● **Source data**
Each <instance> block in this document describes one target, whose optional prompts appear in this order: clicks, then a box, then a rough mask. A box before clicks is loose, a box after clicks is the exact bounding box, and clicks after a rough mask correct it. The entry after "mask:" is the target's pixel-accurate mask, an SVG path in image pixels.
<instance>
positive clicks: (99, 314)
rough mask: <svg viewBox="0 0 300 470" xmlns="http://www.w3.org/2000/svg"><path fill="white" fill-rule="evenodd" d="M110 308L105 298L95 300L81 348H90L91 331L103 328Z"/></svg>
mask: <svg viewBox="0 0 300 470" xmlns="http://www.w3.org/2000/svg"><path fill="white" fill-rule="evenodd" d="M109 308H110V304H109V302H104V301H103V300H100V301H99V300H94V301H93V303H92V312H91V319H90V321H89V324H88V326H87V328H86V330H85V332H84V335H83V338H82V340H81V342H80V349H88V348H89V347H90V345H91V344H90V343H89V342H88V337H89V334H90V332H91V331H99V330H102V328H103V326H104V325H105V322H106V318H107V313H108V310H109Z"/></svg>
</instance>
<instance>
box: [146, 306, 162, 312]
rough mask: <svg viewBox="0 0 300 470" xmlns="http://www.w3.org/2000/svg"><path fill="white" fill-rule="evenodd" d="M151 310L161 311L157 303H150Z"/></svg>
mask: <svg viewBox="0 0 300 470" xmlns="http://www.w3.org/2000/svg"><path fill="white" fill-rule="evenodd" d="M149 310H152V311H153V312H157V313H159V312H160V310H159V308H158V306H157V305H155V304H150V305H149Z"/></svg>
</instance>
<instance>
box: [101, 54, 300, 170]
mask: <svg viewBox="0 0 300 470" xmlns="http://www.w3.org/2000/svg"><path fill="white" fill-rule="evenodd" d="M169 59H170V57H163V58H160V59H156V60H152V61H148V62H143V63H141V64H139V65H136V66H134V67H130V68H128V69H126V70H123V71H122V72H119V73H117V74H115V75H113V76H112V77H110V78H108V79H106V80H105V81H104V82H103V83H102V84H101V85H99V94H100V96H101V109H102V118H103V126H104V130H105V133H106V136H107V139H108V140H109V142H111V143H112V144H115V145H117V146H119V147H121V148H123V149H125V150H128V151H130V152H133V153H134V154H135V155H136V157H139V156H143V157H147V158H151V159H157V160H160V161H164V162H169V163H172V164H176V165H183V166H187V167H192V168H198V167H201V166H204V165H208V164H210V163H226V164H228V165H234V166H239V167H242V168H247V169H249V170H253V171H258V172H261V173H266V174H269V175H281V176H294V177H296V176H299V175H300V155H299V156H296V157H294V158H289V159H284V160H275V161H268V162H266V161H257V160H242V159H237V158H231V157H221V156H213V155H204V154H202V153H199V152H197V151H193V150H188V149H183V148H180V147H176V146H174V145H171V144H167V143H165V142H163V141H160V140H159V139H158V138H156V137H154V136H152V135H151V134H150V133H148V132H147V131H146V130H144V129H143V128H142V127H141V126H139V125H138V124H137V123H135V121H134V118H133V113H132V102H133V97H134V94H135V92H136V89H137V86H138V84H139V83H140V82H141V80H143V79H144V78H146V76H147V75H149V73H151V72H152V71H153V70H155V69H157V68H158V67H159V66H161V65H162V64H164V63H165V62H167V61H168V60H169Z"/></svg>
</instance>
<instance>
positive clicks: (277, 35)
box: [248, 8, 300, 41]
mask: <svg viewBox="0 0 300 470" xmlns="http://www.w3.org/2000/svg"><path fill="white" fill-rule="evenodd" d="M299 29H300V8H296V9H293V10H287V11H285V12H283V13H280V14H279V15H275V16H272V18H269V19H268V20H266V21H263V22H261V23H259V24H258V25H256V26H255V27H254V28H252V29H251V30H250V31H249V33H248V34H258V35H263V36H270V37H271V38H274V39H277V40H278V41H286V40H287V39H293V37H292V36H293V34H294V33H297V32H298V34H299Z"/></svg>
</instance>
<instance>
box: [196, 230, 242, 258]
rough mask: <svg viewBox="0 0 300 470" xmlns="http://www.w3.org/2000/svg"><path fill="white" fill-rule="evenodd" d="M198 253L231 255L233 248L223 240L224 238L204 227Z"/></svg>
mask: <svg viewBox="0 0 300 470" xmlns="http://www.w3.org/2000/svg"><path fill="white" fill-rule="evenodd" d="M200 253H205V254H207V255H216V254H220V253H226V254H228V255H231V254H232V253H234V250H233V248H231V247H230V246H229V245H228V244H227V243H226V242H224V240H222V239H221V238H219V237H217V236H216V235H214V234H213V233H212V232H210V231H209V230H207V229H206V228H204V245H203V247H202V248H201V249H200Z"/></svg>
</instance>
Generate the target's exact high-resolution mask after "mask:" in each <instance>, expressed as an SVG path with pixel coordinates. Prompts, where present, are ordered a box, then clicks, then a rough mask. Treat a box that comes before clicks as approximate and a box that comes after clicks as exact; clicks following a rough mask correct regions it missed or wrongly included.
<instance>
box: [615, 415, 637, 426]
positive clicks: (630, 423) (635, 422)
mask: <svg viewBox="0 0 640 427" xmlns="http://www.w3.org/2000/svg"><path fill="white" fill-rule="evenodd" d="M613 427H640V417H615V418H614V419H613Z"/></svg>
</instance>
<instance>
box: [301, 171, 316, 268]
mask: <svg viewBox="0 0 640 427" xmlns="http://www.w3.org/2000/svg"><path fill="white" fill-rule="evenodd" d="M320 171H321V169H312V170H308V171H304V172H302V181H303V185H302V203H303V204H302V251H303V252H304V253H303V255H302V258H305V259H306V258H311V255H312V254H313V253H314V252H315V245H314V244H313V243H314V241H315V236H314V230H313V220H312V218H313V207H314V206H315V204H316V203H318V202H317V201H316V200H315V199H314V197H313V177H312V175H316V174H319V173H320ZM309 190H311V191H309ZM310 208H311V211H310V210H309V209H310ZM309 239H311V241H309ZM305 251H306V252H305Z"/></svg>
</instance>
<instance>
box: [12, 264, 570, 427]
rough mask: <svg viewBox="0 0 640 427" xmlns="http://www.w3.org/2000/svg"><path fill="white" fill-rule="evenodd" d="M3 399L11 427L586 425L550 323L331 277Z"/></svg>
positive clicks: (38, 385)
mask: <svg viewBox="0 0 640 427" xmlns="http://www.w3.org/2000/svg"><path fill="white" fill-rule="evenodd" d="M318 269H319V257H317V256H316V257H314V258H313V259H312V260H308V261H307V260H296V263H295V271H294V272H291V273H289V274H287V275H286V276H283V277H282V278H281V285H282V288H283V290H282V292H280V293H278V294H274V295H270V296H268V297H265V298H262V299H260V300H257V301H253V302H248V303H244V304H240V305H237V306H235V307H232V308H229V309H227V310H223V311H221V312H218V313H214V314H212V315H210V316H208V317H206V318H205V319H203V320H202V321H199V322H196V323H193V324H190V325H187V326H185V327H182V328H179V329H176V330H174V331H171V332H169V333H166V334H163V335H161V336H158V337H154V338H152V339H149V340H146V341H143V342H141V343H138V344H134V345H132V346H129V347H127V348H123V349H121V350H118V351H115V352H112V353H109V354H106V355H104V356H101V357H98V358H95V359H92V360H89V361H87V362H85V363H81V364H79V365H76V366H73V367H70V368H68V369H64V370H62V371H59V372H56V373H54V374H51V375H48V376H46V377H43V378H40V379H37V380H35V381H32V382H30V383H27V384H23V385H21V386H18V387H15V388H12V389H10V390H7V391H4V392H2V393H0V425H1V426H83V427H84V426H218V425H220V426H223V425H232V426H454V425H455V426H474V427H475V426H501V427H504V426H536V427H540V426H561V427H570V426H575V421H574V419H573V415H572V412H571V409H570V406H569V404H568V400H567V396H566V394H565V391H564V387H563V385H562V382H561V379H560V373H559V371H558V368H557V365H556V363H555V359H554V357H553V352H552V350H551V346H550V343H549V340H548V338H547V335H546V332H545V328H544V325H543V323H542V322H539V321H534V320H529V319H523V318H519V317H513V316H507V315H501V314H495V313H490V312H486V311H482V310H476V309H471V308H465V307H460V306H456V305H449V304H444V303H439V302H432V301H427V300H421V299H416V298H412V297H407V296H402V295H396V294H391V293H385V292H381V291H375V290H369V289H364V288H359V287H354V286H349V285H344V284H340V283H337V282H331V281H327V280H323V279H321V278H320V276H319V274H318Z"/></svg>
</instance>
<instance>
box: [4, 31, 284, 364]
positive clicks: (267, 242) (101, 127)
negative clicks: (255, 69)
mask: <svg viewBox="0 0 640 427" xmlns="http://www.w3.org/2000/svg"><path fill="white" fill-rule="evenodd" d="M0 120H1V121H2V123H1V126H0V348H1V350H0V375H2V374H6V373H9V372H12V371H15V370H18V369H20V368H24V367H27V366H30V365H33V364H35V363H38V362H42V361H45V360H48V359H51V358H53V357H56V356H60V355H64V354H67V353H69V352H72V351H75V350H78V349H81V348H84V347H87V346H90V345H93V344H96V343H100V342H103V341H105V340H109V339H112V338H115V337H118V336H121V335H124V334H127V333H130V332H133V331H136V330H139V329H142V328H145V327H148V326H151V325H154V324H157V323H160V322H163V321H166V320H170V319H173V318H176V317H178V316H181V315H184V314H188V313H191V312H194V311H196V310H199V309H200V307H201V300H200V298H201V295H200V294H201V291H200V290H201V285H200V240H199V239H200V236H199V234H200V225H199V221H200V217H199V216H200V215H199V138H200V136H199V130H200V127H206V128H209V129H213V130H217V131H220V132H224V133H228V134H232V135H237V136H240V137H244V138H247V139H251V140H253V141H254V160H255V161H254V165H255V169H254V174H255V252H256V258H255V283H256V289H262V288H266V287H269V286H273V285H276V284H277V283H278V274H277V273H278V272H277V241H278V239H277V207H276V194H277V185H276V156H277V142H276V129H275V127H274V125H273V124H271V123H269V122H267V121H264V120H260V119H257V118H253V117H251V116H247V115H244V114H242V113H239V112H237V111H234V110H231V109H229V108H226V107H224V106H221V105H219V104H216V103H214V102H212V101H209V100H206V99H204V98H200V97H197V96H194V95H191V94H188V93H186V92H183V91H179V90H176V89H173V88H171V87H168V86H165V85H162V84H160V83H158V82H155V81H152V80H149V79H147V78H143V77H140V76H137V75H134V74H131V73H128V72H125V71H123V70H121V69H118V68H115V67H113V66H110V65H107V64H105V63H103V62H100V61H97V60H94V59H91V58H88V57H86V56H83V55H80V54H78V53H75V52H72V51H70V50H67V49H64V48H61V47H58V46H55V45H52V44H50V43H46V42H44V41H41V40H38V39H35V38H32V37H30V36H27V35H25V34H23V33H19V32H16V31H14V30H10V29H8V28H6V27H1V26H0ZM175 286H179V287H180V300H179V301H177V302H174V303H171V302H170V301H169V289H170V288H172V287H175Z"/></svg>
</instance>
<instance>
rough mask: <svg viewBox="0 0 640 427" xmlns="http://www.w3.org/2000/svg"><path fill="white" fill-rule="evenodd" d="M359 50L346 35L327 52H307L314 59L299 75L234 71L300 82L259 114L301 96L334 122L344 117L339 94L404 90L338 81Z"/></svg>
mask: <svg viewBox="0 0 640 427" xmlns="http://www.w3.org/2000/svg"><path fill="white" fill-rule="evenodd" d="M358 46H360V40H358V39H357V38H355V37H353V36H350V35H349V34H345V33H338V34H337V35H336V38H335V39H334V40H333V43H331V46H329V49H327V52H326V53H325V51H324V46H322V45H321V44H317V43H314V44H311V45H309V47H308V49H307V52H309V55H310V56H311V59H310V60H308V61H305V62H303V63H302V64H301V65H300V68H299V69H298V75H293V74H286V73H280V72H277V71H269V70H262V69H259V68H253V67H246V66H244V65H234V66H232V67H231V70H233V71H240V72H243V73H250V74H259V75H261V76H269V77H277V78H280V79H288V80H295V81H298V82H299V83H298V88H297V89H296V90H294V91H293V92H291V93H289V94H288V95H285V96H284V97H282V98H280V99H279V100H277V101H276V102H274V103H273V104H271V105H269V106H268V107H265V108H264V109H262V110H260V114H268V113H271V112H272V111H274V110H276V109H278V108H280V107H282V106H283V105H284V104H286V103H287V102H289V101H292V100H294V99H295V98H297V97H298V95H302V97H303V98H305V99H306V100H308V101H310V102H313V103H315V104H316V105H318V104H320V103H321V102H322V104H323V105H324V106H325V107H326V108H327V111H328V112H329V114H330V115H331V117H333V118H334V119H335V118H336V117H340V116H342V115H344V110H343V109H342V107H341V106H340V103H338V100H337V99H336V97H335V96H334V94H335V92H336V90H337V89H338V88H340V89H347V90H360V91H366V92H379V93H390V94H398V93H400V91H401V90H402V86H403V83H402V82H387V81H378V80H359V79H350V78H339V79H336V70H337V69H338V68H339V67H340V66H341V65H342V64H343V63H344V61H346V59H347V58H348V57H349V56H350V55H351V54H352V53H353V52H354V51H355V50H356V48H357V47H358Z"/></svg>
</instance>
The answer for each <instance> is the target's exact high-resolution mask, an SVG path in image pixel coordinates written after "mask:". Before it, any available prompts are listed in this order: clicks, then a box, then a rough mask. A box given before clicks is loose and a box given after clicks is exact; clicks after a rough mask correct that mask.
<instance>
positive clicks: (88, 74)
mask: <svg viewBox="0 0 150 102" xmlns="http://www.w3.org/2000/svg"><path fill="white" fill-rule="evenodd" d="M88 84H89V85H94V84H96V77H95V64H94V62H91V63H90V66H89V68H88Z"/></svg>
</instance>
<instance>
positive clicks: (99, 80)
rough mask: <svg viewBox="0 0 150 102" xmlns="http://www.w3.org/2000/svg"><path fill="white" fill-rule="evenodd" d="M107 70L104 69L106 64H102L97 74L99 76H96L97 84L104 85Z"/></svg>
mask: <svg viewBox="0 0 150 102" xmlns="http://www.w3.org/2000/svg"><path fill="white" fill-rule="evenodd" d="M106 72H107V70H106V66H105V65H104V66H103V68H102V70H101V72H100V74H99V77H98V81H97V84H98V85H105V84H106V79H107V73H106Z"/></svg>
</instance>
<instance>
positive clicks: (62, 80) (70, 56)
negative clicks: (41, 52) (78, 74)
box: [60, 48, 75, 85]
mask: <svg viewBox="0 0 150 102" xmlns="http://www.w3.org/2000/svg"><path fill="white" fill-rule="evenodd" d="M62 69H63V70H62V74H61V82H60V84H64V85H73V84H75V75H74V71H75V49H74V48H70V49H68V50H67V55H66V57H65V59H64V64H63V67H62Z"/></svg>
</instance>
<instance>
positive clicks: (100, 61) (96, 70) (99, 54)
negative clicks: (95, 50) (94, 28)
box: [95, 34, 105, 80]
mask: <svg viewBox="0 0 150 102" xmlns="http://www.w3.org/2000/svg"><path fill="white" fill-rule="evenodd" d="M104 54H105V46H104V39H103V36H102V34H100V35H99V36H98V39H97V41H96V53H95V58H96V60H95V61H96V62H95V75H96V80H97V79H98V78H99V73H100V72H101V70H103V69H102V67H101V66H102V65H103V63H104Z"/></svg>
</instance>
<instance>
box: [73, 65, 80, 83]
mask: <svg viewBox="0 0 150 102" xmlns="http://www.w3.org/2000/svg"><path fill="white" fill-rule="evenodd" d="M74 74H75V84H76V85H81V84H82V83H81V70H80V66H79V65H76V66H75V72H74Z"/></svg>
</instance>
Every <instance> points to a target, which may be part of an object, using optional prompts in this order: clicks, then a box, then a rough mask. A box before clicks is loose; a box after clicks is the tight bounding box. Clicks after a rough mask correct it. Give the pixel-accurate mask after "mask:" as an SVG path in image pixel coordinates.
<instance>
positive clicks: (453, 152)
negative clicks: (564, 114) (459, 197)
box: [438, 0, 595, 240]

● **Exercise**
Report how many lines in the listing above hold the string "coordinates", giving the number and no other words.

● **Result of this task**
3